» WHAT THE TASK ASKS: Please print exactly the lines running from the one that contains "Player-tracking tagging: indicate the window in" to the end of the data, with both lines included.

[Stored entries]
-*-

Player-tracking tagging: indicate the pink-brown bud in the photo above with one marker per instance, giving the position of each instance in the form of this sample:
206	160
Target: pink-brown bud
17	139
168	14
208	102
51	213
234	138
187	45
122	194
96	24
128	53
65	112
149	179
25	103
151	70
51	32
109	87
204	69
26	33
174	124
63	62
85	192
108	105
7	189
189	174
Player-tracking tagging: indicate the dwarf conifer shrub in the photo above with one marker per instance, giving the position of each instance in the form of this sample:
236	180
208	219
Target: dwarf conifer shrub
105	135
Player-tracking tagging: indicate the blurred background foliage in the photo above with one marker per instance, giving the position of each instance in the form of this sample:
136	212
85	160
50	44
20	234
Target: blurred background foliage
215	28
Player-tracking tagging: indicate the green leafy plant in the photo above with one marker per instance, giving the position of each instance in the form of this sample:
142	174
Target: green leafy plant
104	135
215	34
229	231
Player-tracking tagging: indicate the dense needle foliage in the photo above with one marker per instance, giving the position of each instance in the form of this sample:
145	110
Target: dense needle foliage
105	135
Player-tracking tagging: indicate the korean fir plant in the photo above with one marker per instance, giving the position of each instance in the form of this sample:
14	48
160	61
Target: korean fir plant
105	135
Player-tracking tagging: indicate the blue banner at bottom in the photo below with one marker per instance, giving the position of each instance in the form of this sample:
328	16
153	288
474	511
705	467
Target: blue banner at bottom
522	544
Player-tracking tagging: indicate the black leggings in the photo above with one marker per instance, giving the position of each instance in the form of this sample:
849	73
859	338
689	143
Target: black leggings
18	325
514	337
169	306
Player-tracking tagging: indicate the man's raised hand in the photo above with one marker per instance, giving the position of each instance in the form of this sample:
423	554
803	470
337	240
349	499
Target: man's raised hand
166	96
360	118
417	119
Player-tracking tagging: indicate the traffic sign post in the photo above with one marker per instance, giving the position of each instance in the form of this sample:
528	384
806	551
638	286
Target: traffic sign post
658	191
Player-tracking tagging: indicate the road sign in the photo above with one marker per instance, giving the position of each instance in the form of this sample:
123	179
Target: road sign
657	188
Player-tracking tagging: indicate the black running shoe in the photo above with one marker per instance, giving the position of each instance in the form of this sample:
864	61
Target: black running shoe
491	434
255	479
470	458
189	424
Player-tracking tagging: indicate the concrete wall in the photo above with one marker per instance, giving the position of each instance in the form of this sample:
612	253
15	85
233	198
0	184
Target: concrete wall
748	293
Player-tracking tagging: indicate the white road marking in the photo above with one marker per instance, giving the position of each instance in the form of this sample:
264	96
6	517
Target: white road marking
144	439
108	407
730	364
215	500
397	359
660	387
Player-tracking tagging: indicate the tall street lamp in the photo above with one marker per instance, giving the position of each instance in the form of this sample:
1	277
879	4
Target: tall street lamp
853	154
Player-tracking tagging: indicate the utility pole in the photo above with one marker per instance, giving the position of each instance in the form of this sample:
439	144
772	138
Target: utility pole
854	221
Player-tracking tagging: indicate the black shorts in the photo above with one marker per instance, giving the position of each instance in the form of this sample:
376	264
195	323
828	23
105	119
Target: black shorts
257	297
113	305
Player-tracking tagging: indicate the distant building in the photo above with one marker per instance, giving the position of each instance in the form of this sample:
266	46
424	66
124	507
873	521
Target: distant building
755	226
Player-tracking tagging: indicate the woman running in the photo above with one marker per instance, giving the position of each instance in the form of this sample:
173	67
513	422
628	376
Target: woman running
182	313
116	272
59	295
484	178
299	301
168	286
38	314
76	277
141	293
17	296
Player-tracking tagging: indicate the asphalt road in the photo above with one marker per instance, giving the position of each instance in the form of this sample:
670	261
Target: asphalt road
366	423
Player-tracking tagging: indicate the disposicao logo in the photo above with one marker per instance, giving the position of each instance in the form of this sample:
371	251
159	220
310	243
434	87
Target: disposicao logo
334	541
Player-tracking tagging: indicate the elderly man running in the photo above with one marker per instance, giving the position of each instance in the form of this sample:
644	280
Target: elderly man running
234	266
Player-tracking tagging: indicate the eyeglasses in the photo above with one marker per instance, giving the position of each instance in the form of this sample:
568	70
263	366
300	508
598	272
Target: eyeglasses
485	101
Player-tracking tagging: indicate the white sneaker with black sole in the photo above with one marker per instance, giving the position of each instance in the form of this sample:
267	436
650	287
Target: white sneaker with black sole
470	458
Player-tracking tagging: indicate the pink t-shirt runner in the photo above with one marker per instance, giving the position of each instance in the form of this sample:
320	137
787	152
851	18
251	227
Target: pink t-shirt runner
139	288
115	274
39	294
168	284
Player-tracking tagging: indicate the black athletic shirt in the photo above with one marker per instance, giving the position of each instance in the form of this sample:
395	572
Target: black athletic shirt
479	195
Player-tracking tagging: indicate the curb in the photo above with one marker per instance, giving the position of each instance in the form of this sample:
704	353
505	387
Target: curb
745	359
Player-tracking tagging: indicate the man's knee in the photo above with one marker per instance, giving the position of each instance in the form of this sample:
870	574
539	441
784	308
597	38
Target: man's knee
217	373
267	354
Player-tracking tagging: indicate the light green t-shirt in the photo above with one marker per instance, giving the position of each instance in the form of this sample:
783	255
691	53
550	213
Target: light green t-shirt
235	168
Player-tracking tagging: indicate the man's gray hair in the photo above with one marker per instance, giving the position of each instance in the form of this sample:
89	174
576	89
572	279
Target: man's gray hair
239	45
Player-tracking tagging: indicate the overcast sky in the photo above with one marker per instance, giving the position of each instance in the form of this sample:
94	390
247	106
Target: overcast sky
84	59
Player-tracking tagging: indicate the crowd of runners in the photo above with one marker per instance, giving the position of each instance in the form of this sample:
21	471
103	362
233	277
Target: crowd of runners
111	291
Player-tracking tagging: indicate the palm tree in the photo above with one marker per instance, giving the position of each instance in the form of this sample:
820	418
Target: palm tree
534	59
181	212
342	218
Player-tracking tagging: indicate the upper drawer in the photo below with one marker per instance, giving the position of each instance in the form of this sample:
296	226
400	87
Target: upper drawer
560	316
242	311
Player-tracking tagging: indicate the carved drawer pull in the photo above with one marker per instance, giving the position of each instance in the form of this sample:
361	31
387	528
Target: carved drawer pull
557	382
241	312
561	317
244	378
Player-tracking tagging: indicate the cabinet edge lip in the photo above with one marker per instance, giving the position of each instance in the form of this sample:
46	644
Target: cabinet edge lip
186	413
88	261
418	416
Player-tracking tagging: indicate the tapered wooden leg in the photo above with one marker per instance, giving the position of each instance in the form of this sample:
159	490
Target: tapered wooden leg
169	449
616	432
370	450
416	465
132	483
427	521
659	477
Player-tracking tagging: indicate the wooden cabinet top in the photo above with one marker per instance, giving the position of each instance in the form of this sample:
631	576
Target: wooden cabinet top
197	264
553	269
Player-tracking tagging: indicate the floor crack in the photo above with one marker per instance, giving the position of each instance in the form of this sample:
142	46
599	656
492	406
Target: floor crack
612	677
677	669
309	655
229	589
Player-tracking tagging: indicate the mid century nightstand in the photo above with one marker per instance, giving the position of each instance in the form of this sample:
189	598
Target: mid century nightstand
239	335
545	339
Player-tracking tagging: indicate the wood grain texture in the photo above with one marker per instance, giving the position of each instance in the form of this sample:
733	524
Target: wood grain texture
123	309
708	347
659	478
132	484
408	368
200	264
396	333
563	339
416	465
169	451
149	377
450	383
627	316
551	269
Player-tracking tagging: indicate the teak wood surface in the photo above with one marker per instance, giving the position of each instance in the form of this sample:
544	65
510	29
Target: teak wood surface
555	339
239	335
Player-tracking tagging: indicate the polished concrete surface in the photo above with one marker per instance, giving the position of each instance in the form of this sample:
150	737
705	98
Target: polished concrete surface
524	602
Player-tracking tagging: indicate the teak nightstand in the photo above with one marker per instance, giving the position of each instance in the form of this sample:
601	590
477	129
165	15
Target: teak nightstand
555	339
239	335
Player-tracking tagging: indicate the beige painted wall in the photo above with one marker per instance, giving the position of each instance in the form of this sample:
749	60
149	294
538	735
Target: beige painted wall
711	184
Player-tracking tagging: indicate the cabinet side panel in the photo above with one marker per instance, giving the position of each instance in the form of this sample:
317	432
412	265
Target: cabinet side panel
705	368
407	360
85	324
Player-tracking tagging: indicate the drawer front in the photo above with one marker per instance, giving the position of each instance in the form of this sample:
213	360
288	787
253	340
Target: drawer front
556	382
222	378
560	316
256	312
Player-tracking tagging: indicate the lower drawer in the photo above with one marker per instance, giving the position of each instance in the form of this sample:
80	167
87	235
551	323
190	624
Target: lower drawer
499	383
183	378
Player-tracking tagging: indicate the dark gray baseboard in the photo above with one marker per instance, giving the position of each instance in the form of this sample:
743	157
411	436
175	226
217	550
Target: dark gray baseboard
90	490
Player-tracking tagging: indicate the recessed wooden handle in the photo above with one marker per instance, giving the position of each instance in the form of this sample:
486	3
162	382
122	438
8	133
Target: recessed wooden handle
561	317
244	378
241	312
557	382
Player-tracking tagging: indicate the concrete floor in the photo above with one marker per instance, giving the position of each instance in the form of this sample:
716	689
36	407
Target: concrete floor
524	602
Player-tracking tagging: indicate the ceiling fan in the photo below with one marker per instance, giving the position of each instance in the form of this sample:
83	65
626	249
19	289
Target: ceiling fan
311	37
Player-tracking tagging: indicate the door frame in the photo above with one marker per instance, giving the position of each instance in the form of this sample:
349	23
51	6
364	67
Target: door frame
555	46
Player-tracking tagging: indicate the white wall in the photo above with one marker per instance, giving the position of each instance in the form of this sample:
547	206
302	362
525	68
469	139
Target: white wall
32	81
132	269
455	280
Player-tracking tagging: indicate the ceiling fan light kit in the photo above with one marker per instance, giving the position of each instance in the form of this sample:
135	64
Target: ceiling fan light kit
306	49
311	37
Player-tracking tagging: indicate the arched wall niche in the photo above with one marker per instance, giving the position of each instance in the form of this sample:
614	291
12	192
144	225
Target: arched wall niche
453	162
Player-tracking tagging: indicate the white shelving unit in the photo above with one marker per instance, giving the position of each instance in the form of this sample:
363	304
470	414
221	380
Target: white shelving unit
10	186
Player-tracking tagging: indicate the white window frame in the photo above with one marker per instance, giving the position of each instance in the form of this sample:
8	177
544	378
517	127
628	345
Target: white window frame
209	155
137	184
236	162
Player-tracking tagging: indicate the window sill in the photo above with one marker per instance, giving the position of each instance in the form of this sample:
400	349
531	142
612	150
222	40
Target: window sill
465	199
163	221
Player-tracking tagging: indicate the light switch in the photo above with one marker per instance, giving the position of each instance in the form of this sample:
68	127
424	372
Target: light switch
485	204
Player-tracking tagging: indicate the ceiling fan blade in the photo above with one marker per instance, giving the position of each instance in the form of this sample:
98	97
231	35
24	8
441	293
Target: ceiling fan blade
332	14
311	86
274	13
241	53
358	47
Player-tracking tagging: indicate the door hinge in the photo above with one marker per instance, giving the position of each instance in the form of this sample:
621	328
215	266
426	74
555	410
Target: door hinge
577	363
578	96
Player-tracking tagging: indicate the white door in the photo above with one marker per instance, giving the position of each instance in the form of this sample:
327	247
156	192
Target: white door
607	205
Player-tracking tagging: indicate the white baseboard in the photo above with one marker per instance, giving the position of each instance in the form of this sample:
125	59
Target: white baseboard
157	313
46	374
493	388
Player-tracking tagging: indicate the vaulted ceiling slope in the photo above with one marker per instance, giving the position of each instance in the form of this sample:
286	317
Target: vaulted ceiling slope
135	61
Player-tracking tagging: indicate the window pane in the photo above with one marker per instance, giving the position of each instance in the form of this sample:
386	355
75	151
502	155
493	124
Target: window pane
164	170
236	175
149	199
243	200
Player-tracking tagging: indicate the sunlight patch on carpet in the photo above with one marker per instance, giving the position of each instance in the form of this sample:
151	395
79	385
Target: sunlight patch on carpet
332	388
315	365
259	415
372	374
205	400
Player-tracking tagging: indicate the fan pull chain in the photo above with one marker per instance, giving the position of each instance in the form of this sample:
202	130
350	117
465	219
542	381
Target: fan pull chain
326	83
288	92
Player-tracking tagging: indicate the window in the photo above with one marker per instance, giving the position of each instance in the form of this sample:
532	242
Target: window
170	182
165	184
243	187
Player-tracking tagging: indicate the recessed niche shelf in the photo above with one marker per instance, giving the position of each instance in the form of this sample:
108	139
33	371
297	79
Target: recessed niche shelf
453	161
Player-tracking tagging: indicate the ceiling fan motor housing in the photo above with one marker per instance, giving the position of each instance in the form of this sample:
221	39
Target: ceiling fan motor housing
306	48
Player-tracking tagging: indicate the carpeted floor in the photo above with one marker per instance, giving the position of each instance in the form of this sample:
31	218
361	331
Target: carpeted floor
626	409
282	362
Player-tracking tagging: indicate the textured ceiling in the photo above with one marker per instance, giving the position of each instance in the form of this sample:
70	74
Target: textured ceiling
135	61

-*-

» SOLUTION:
Player-tracking tagging: indicate the window in the photo above with one marker per instance, giving the position of each instance in the form of this sample:
532	242
Target: window
170	182
165	184
243	187
Player-tracking tagging: indicate the recessed niche shelf in the photo above with one marker per instance, giving the position of each instance in the form of this sample:
108	139
33	371
297	79
Target: recessed niche shelf
453	161
Player-tracking tagging: indicate the ceiling fan motor housing in the photo above with one marker per instance, giving the position of each instance in the form of this sample:
221	39
Target: ceiling fan motor housing
306	48
Player-tracking tagging: indicate the carpeted floor in the photo above with one marker per instance, giving the position of each instance in the form of this sample:
31	218
361	331
Target: carpeted floor
626	409
282	362
Player-tracking tagging: indicate the textured ceiling in the photo above with one marker per instance, giving the position of each instance in the form of this sample:
70	74
Target: textured ceiling
135	61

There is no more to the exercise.